● **Problem statement**: With the line containing "Expected behaviour: a marker sits on the water reflection, one" as the starting point, output every line of the data below through its final line, character for character.

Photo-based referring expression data
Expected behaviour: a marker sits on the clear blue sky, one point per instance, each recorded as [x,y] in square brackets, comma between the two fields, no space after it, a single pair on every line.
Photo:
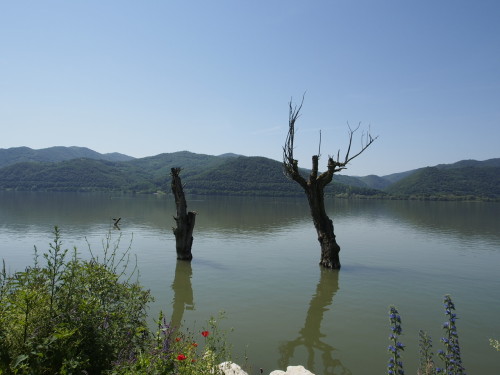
[147,77]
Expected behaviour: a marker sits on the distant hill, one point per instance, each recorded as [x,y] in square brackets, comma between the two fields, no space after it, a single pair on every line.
[15,155]
[448,182]
[81,169]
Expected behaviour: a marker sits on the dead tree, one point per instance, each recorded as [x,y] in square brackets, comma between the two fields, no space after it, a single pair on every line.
[185,220]
[315,184]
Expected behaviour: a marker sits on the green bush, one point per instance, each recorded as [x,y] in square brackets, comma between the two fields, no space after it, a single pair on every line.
[70,315]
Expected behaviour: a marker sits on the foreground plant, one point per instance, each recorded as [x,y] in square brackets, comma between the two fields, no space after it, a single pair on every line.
[69,315]
[395,365]
[176,351]
[450,356]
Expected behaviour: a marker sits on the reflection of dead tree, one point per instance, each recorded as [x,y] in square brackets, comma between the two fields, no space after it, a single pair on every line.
[183,292]
[310,336]
[314,186]
[184,220]
[116,222]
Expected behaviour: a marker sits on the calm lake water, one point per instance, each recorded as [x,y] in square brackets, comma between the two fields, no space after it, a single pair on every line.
[257,260]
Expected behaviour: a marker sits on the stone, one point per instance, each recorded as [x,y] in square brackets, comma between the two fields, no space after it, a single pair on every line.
[292,370]
[230,368]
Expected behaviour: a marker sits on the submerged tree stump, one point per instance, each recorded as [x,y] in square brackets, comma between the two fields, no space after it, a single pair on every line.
[185,220]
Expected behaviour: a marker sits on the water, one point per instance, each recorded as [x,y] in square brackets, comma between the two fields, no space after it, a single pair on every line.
[257,259]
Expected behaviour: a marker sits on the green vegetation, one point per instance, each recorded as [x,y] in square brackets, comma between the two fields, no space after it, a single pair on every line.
[69,316]
[56,170]
[438,183]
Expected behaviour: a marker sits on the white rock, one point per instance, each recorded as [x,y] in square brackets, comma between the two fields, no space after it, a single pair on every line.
[292,370]
[230,368]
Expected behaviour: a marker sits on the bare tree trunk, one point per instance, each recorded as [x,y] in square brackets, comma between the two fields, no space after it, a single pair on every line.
[184,220]
[324,228]
[315,184]
[314,190]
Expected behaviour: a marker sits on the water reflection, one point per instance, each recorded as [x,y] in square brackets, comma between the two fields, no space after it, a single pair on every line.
[310,336]
[183,292]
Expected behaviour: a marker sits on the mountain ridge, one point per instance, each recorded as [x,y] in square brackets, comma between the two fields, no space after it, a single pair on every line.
[82,169]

● **Result of this exercise**:
Expected behaviour: a marker sits on the water reflection, one point per instance, each recorded as [x,y] in square brackets, comma between the two fields, no space after it, a single pair on every line.
[310,336]
[183,292]
Expected behaviour: a marker sits on the mountain ridge, one point per instance, each recorded as [x,y] in square brackets, comma between the two fields, no space after it, a single pair on every line.
[82,169]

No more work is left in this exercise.